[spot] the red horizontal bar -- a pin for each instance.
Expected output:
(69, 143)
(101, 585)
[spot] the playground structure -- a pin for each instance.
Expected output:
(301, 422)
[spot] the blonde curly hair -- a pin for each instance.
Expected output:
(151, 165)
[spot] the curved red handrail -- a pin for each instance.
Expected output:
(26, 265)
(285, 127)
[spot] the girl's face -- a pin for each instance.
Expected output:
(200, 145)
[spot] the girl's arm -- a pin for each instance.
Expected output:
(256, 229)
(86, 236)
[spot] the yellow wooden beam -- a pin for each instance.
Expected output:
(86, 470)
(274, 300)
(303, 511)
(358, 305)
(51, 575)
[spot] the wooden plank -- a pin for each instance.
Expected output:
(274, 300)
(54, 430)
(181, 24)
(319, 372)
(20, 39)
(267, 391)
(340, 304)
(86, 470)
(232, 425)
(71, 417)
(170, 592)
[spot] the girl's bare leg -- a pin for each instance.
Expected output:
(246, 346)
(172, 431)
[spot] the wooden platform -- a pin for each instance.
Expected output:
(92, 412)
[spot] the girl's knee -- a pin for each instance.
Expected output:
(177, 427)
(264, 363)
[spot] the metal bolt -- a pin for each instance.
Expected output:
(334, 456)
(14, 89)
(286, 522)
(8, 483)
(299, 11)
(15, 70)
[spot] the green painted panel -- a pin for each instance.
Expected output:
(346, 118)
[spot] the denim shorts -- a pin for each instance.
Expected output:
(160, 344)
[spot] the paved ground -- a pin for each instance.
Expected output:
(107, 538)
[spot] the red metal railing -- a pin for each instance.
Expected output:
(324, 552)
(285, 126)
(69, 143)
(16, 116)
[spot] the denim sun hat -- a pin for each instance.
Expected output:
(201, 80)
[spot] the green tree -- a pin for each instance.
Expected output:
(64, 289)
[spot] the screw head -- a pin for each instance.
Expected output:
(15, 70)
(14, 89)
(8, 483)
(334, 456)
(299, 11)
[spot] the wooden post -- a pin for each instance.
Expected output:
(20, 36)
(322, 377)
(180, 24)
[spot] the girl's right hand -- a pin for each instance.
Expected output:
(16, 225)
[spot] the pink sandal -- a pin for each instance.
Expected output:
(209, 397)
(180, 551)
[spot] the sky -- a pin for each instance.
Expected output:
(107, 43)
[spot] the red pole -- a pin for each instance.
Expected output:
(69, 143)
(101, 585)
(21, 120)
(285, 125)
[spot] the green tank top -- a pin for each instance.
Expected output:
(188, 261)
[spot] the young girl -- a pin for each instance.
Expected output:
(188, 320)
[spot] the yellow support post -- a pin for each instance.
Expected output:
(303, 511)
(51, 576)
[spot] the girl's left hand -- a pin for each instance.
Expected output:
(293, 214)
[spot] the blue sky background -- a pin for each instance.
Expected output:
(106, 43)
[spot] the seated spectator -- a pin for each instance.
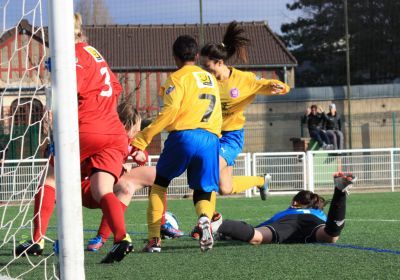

● **The request**:
Render every line of the entries above as a Markdown table with the columns "Row" and "Line": number each line in order, skip blank lines, and leave out the pictures.

● **Output of the exercise**:
| Row | Line |
|---|---|
| 1 | [spot] the red horizontal bar -- a pin for each instance. |
| 2 | Expected output: |
| 3 | (69, 143) |
| 4 | (101, 585) |
| 5 | [spot] the playground structure -- a pin for each instance. |
| 6 | Expected output: |
| 7 | (301, 422) |
| 8 | [spot] the blonde curly hair -- a pin for each instance. |
| 9 | Expected output: |
| 10 | (151, 165) |
| 11 | [spot] the curved red handrail -- a pin for each instance. |
| 12 | Expected output: |
| 13 | (26, 265) |
| 14 | (285, 127) |
| 15 | [spot] the girl's face -- a pin for each instance. |
| 16 | Expected output: |
| 17 | (200, 145) |
| 18 | [spot] the girl's arm -- a pin for each instance. |
| 19 | Expected output: |
| 20 | (256, 229) |
| 21 | (86, 236) |
| 22 | [spot] the yellow wooden beam -- a pin for each instance. |
| 23 | Expected output: |
| 24 | (86, 470) |
| 25 | (274, 300) |
| 26 | (303, 511) |
| 27 | (358, 305) |
| 28 | (51, 575) |
| 29 | [spot] the wooden plank -- a pin for each instance. |
| 30 | Expected output: |
| 31 | (274, 300) |
| 32 | (54, 430) |
| 33 | (181, 24) |
| 34 | (319, 372) |
| 35 | (20, 39) |
| 36 | (267, 391) |
| 37 | (340, 304) |
| 38 | (86, 470) |
| 39 | (232, 425) |
| 40 | (71, 417) |
| 41 | (170, 592) |
| 42 | [spot] the girl's bare leg -- a pin for each instance. |
| 43 | Expected output: |
| 44 | (246, 346) |
| 45 | (172, 431) |
| 46 | [spot] the wooden platform -- a pin for each instance. |
| 47 | Expected output: |
| 48 | (92, 412) |
| 49 | [spot] the girl's knee -- a pin for each instance. |
| 50 | Expected output: |
| 51 | (177, 427) |
| 52 | (264, 363) |
| 53 | [spot] the metal bolt -- a pin for each instance. |
| 54 | Expected output: |
| 55 | (334, 456) |
| 56 | (14, 89) |
| 57 | (286, 522) |
| 58 | (8, 483) |
| 59 | (299, 11) |
| 60 | (15, 70) |
| 61 | [spot] the green painted panel -- a pin for each instance. |
| 62 | Expected output: |
| 63 | (346, 118) |
| 64 | [spot] the denim shorts -- a pin for each instance. |
| 65 | Expected output: |
| 66 | (160, 344) |
| 67 | [spot] the paved ground -- a pin for each instance. |
| 68 | Expected output: |
| 69 | (107, 538) |
| 70 | [spot] the red metal railing -- a pin for each instance. |
| 71 | Expected output: |
| 72 | (324, 552) |
| 73 | (285, 126) |
| 74 | (69, 143) |
| 75 | (16, 116) |
| 76 | [spot] the denim sun hat -- a pin for each instance. |
| 77 | Expected output: |
| 78 | (201, 80) |
| 79 | [spot] the green tree -- a pin for each instance. |
| 80 | Expected output: |
| 81 | (64, 289) |
| 82 | [spot] the screw head -- a pin for each instance. |
| 83 | Expected output: |
| 84 | (15, 70) |
| 85 | (14, 89) |
| 86 | (8, 483) |
| 87 | (334, 456) |
| 88 | (299, 11) |
| 89 | [spot] the wooden post -- a pin for each instance. |
| 90 | Expected output: |
| 91 | (20, 36) |
| 92 | (322, 377) |
| 93 | (180, 24) |
| 94 | [spot] the girl's right hand -- a pin for each instance. |
| 95 | Expected output: |
| 96 | (16, 225) |
| 97 | [spot] the pink sandal -- a pin for each instance. |
| 98 | Expected output: |
| 99 | (209, 397) |
| 100 | (180, 551) |
| 101 | [spot] the sky -- a pin for each instance. |
| 102 | Expected output: |
| 103 | (107, 43) |
| 104 | [spot] the red pole -- a pin for each instance. |
| 105 | Expected output: |
| 106 | (69, 143) |
| 107 | (101, 585) |
| 108 | (21, 120) |
| 109 | (285, 125) |
| 110 | [spot] the green tank top -- a pin for each instance. |
| 111 | Expected output: |
| 112 | (188, 261) |
| 113 | [spot] the young girl -- a pin for each instance. |
| 114 | Expected output: |
| 115 | (188, 320) |
| 116 | [spot] the yellow support post -- a pin for each instance. |
| 117 | Expected output: |
| 118 | (303, 511) |
| 119 | (51, 576) |
| 120 | [spot] the girl's left hand -- a pin for each instance. |
| 121 | Expected output: |
| 122 | (293, 214) |
| 123 | [spot] the blue sky background -- a pin for each instance. |
| 124 | Expected output: |
| 125 | (106, 43) |
| 126 | [spot] the seated spectator -- a pin for each instance. |